==== Data extracts
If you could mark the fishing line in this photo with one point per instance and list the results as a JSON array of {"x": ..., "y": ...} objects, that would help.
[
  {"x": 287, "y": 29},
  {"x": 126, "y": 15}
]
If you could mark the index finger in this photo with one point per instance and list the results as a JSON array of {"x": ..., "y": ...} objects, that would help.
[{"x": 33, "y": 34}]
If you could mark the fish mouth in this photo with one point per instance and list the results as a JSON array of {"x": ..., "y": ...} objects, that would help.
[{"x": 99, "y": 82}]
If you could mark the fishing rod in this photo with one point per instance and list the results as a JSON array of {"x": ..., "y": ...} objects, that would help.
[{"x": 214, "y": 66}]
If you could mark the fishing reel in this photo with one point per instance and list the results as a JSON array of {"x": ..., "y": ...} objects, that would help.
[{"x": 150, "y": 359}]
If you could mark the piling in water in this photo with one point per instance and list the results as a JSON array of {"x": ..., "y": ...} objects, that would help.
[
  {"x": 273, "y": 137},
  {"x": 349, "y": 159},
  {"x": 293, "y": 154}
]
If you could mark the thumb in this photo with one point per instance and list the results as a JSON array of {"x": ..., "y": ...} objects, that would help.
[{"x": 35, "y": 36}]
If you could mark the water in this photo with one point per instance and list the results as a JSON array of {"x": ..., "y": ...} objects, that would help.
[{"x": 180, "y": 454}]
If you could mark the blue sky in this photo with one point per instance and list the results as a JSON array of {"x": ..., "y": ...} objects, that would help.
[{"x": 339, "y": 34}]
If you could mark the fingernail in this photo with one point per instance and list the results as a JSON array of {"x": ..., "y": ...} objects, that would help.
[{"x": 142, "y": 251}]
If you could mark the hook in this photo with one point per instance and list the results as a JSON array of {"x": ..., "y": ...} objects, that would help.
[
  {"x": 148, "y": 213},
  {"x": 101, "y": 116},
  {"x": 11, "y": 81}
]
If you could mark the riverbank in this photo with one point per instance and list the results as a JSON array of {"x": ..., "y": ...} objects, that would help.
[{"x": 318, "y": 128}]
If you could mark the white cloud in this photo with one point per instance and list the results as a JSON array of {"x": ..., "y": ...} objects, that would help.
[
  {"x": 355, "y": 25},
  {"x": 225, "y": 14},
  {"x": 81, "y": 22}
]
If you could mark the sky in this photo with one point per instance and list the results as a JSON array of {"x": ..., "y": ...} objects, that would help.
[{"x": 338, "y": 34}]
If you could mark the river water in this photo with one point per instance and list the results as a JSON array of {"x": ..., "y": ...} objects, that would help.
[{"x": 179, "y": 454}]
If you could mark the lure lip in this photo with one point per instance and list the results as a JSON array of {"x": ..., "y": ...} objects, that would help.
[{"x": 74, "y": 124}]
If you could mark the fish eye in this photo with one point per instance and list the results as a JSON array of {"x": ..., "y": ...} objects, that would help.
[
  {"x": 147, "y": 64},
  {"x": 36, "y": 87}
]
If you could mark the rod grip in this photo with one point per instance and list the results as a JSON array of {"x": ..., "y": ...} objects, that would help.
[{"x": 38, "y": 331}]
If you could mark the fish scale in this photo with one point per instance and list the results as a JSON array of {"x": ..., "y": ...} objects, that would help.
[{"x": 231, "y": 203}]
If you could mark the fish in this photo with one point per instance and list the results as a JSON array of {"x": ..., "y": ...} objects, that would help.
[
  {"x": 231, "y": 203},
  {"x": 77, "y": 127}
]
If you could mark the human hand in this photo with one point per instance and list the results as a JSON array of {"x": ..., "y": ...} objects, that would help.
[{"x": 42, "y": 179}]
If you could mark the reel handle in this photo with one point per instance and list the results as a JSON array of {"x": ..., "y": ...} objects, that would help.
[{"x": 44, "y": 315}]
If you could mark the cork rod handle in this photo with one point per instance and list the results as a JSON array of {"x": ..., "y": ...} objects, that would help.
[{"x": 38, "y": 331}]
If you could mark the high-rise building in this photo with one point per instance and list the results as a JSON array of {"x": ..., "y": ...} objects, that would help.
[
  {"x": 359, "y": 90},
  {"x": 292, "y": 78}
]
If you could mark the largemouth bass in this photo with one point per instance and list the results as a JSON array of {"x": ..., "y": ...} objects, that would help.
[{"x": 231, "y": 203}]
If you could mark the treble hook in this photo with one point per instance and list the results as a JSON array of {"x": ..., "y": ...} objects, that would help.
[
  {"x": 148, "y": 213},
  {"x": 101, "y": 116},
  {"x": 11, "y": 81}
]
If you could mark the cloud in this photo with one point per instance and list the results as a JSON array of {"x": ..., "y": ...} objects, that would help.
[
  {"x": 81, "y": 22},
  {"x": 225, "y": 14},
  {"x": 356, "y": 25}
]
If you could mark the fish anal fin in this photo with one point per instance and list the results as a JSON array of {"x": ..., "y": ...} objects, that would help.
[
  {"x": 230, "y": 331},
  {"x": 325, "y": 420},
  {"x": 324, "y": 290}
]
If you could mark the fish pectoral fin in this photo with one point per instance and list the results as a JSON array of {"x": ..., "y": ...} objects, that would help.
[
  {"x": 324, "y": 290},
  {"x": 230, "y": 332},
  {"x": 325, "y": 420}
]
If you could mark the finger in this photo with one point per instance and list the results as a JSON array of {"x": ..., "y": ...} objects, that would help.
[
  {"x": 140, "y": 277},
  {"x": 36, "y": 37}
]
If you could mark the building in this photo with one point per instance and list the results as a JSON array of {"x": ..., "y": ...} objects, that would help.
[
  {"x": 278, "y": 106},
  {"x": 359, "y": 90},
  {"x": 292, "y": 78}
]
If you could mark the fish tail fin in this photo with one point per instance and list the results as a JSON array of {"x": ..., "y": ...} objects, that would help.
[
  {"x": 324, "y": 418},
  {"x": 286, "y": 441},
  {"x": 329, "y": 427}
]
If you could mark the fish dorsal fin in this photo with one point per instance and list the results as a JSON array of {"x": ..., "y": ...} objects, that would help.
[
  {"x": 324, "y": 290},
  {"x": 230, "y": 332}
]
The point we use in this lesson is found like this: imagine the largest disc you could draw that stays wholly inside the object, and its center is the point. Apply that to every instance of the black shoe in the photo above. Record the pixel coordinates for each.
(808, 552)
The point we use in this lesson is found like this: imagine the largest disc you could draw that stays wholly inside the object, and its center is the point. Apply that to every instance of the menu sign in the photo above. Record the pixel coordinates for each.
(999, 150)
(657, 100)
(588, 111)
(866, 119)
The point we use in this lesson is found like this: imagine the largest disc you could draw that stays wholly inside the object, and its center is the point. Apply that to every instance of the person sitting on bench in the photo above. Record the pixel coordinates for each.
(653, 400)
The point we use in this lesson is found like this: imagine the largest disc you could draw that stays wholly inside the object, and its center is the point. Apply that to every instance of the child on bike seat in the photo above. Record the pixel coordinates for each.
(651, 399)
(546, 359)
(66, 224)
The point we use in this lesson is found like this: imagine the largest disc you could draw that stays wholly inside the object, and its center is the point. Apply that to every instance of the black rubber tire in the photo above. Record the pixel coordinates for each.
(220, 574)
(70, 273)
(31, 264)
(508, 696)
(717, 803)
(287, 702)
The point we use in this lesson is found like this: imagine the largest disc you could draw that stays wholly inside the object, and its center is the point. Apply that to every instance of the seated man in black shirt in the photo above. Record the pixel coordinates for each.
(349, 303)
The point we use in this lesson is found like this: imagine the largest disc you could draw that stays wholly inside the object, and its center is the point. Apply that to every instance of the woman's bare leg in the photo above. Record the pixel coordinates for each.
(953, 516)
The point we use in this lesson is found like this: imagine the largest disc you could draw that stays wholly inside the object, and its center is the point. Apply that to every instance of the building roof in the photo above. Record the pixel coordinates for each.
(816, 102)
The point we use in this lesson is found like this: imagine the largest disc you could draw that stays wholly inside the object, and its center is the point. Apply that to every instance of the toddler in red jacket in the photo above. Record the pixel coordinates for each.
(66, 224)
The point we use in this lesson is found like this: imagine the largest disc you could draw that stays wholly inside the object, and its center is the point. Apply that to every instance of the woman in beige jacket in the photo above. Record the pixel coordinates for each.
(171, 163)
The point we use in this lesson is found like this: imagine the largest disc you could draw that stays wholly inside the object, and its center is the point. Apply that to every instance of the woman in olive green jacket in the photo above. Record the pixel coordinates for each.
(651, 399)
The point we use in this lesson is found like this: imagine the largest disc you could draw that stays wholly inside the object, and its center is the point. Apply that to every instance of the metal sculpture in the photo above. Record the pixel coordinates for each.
========
--- Your assignment ---
Reproduce exactly every line between the line with "of the toddler" and the last line of the records above, both included.

--- Exercise answer ---
The point we use in this lesson is found like this: imagine the largest disc you could draw that stays wholly inside the object, and its center is the point. Apply that to every instance of the toddler in red jacket in the photo above. Record the pixel coordinates for each.
(66, 224)
The point we use in this lesson is found like this: imagine the largest disc you could draw that stays wholly inside the object, and its center is the point. Apply that to every instance of the woman in beige jacket in the photo above. Record the pixel coordinates for each.
(171, 163)
The point we use in this lesson is found like this: imagine the largest disc you could draw that stays wholly inside the object, and its center is the point. Apply that to every instance of the woman in olive green jacket in the photo above. Record the pixel coordinates for each.
(651, 399)
The point we use in this lesson is found like this: imagine the largest disc you could draw that stays wholly inside the object, and its center is the point. Apply that to every instance of the metal sculpture in the photo above. Record the pixel coordinates for each.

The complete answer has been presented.